▶ [Stated problem] Please print every one of the rows below again, word for word and in the same order.

▶ [Source records]
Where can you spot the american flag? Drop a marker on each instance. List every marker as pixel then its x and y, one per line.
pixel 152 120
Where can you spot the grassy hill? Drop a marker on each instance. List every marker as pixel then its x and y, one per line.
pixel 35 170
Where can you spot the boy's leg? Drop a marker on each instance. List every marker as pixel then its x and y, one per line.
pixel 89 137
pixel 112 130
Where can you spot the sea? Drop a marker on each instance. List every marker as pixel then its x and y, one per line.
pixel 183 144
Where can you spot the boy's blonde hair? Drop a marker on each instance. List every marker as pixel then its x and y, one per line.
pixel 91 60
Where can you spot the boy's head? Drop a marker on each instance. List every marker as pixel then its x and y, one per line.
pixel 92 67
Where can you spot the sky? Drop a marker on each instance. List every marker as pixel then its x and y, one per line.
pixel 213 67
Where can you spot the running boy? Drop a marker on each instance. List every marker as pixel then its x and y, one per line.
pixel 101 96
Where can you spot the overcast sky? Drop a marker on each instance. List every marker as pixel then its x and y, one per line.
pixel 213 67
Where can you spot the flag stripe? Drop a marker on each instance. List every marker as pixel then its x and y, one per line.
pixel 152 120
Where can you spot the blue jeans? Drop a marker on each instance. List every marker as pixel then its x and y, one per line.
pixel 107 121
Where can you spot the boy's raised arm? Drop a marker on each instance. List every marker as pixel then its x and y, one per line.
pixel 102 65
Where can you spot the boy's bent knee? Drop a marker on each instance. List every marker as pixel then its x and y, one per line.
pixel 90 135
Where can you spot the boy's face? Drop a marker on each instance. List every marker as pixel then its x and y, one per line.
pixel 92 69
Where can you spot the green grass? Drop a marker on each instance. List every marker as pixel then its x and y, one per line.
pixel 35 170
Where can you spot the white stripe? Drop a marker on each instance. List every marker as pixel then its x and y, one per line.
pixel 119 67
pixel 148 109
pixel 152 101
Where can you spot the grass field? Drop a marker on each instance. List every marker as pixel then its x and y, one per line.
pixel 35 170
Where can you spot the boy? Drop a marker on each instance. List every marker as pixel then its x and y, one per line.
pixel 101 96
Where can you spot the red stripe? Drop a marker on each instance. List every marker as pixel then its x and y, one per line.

▶ [Result below]
Where can you spot the american flag? Drop a marker on each instance. List every marker as pixel then its x and y, one per line.
pixel 152 120
Where can you spot the grassy hill? Drop a marker on each instance. List every marker as pixel then its x and y, one per line.
pixel 35 170
Where can you spot the boy's leg? Drop a marker on each instance. List every marker as pixel then its x and y, one per line.
pixel 89 137
pixel 112 130
Where can you spot the sea? Drop a marker on each instance. List every marker as pixel then its x and y, one per line.
pixel 183 144
Where can you spot the boy's blonde hair? Drop a marker on each instance. List every marker as pixel then its x and y, one per line.
pixel 91 60
Where can you spot the boy's head? Drop a marker on each instance. List every marker as pixel then its x and y, one per line.
pixel 92 67
Where can you spot the sky? Drop a marker on each instance. List every marker as pixel then its x and y, one per line.
pixel 213 67
Where can you spot the running boy? Drop a marker on each instance. List every marker as pixel then its x and y, one per line.
pixel 101 96
Where can you spot the overcast sky? Drop a marker on each instance. List every marker as pixel then its x and y, one per line.
pixel 213 67
Where can you spot the flag stripe? Drop a marker on each instance. List every marker as pixel then its x and y, one per line.
pixel 152 120
Where can you spot the blue jeans? Drop a marker on each instance. List every marker as pixel then its x and y, one per line.
pixel 107 121
Where can you spot the boy's raised arm? Drop a marker on each instance. List every marker as pixel then its x and y, one per line.
pixel 102 65
Where can you spot the boy's bent knee? Drop a marker on each instance. List every marker as pixel then its x and y, one per line.
pixel 90 135
Where can you spot the boy's face? Drop a marker on each instance. List every marker as pixel then its x and y, one per line.
pixel 92 69
Where can you spot the green grass? Drop a marker on each instance. List every marker as pixel then its x and y, one per line.
pixel 35 170
Where can you spot the white stripe? Drop a marker on each instance. List every marker as pixel then its x and y, one per line.
pixel 119 67
pixel 148 109
pixel 152 101
Where can you spot the grass field? Drop a marker on each instance. List every marker as pixel then its x and y, one per line.
pixel 35 170
Where can you spot the boy? Drop a marker on each instance. List every marker as pixel then its x and y, one per line.
pixel 101 96
Where can you spot the red stripe? Drop a marker on each instance. List every marker as pixel then its x and y, one per line.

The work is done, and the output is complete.